= Task goal =
Your answer must be every line below, repeated exactly.

___ Dataset entries ___

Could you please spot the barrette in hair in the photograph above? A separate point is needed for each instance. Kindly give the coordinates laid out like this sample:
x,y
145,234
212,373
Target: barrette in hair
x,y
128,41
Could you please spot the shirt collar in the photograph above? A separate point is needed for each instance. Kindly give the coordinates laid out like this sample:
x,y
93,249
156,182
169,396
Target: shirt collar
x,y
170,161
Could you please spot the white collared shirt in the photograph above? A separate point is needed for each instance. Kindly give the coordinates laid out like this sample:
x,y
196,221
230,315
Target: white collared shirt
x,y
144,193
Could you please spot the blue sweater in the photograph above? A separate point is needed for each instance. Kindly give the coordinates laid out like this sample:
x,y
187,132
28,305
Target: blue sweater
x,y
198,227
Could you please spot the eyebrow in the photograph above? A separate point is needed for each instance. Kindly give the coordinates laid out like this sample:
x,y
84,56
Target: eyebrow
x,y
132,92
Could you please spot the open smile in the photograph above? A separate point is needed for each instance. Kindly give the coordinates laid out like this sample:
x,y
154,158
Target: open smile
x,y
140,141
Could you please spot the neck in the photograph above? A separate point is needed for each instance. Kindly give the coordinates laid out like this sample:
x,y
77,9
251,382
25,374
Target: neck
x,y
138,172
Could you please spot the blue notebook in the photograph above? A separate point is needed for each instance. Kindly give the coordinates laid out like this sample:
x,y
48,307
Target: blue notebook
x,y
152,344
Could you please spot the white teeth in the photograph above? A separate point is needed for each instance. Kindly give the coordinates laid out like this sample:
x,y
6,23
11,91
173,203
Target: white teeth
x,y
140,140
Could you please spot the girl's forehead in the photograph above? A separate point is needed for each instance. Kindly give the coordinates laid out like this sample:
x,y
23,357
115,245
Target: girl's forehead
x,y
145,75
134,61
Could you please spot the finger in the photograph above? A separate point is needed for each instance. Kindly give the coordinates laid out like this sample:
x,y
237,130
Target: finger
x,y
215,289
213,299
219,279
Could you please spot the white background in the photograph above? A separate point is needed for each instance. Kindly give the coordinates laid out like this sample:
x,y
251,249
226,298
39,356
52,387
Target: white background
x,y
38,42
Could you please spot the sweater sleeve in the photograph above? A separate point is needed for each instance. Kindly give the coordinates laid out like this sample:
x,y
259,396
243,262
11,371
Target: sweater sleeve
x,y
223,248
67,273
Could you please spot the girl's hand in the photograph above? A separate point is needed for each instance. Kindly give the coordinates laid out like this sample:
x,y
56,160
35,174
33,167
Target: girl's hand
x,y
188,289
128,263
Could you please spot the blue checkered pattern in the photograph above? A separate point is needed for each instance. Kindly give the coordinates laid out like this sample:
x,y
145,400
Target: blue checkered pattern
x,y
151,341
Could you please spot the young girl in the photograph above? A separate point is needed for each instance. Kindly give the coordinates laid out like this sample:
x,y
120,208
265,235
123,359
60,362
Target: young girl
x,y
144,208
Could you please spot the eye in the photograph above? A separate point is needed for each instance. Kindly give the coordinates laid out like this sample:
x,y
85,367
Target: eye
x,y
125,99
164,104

___

= Reply =
Could you please spot the barrette in hair in the photograph above? A separate point is needed for each instance. Kindly give the coordinates laid out like this sample:
x,y
145,234
212,373
Target: barrette in hair
x,y
128,41
Could you please spot the shirt collar in the photograph above? A separate point is needed for each instance. Kindly give the coordinates laid out like this sample:
x,y
93,249
156,182
169,396
Target: shirt collar
x,y
170,161
Could you please spot the white collared shirt in the photograph above? A separate point is needed for each instance. Kindly give the coordinates laid out like this sample:
x,y
196,221
230,315
Target: white collared shirt
x,y
144,193
Could you please spot the blue sweater in the photograph above? A separate point is needed for each instance. Kindly give the coordinates laid out like this sample:
x,y
187,132
28,305
Target: blue sweater
x,y
198,227
Could you please spot the eyebrow in the photograph above? A separate point is needed for each instance. Kindly give the coordinates laid out like this sample:
x,y
84,56
Target: eyebrow
x,y
132,92
Could you please spot the open smile in the photograph above? A separate point is needed for each instance. Kindly give the coordinates laid out like this sample:
x,y
154,158
Target: open smile
x,y
140,141
Could you please spot the neck in the photograph above? A separate point is needed for each instance. Kindly give the coordinates laid out like this sample:
x,y
77,9
251,382
25,374
Target: neck
x,y
138,172
Could you please spot the blue notebook in the photograph above? A separate point is needed for each instance. Kindly give the coordinates laid out like this sample:
x,y
48,307
Target: blue notebook
x,y
152,344
Could you please spot the white teeth in the photograph above? A separate point is needed for each instance. Kindly give the coordinates laid out like this sample:
x,y
6,23
11,91
173,203
Target: white teeth
x,y
140,140
Could you please spot the girl's forehead in the photograph above? A separate point is needed for each instance. Kindly give the coordinates laid out like this sample:
x,y
23,357
115,245
Target: girl's forehead
x,y
145,75
134,61
Could you please spot the finger in the photograph above? A separate point is needed for each instance. Kindly give the coordinates laid out like this sample:
x,y
237,130
Target: finger
x,y
215,289
213,299
219,279
Could you please spot the white background in the photograph above? A separate point is needed for each instance. Kindly give the coordinates laid out like this sample:
x,y
251,249
226,298
39,356
52,387
Target: white background
x,y
38,42
Could you please spot the sweater sleeve in the photograph above? A separate point is needed for each instance. Kindly give the coordinates laid out like this sample:
x,y
259,396
243,262
11,371
Target: sweater sleeve
x,y
223,248
67,273
Could you please spot the girl's hand in the photograph above? A separate point is needed for each instance. Kindly give the coordinates laid out like this sample:
x,y
56,160
35,174
33,167
Target: girl's hand
x,y
188,289
128,263
Could you please spot the blue checkered pattern in the photograph above? A separate point is needed for each instance. Kindly give the coordinates laid out like this sample:
x,y
145,400
Target: blue checkered pattern
x,y
151,341
Could you please spot the young girl in the photograph above? A separate point is needed for each instance. Kindly give the coordinates laid out like this sample:
x,y
120,208
265,235
123,359
60,362
Target: young girl
x,y
144,208
Could you please spot the eye in the photograph above? A separate point is needed for each instance. Kindly give the coordinates laid out like this sample:
x,y
85,367
Target: eye
x,y
125,99
164,104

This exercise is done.